======== Data records

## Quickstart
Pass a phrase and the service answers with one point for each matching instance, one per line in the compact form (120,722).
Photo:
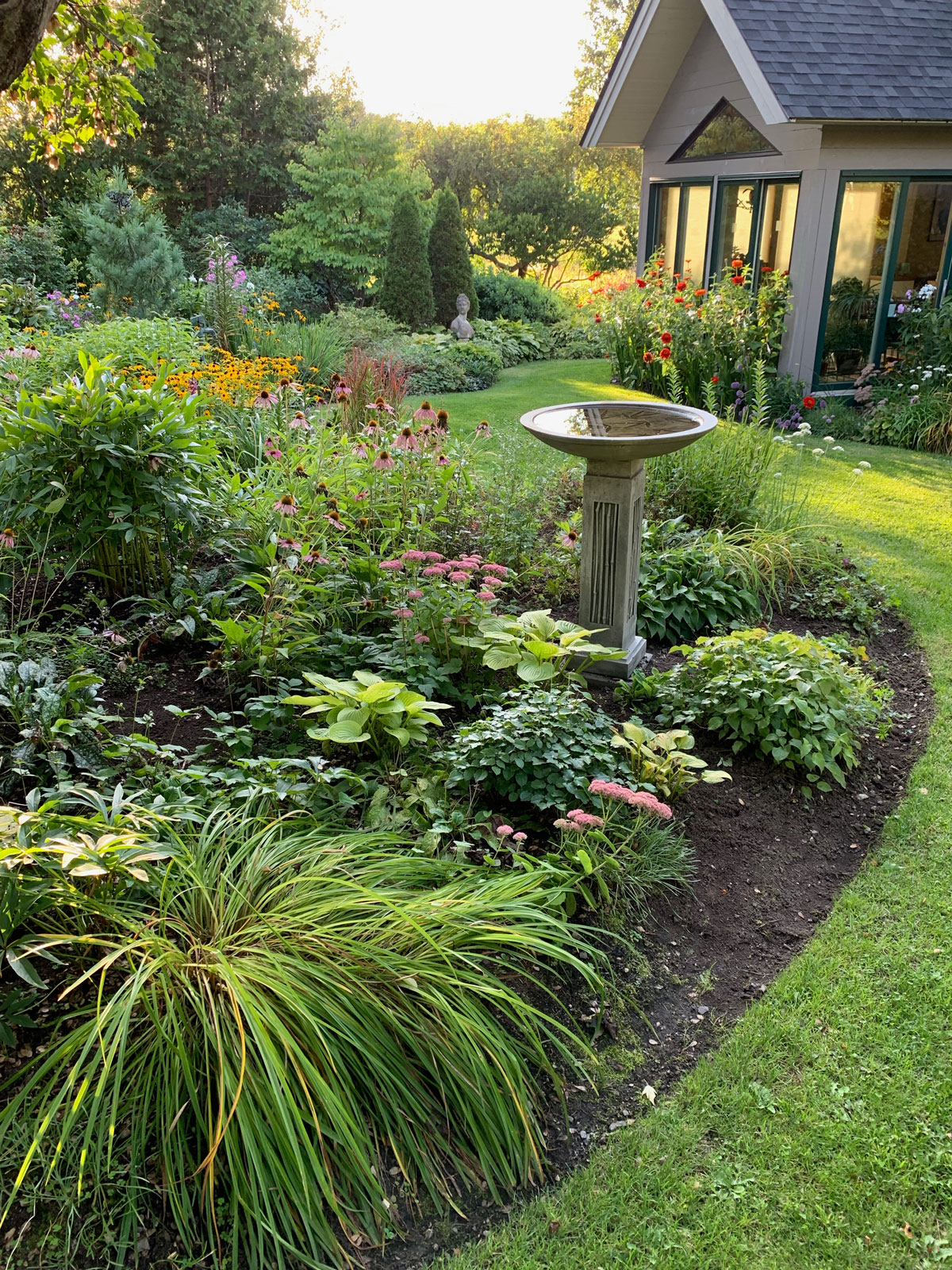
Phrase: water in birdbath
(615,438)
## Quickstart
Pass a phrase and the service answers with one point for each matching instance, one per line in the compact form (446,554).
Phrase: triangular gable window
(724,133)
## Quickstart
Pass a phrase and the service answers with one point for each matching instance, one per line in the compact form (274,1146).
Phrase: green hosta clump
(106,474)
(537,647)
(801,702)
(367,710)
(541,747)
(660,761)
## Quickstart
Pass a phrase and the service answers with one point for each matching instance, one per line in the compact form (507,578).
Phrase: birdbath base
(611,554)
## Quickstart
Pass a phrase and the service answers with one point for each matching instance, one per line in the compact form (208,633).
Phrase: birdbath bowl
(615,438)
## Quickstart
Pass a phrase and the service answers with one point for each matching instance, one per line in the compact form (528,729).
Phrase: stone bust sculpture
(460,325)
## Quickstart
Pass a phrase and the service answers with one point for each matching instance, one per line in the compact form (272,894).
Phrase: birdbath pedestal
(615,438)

================

_Problem_. The lines to output run from the one containing "Phrase: birdbath base" to the last line of the entries; give them back exactly.

_Task answer_.
Phrase: birdbath base
(611,554)
## Quickstart
Pass a phrase and the service answers with one point for each matching instance, one per line in the compact form (208,633).
Phrase: birdbath bowl
(615,438)
## Quickstart
Pass a phrase and the service answers with one point for each matching instance, one per line in the compact form (528,729).
Phrase: stone bust sculpture
(460,325)
## Quickstart
Pass a phrase and the service answers with one point for each matching instance, one per line in the compact form (272,894).
Phrase: birdbath pedestal
(615,438)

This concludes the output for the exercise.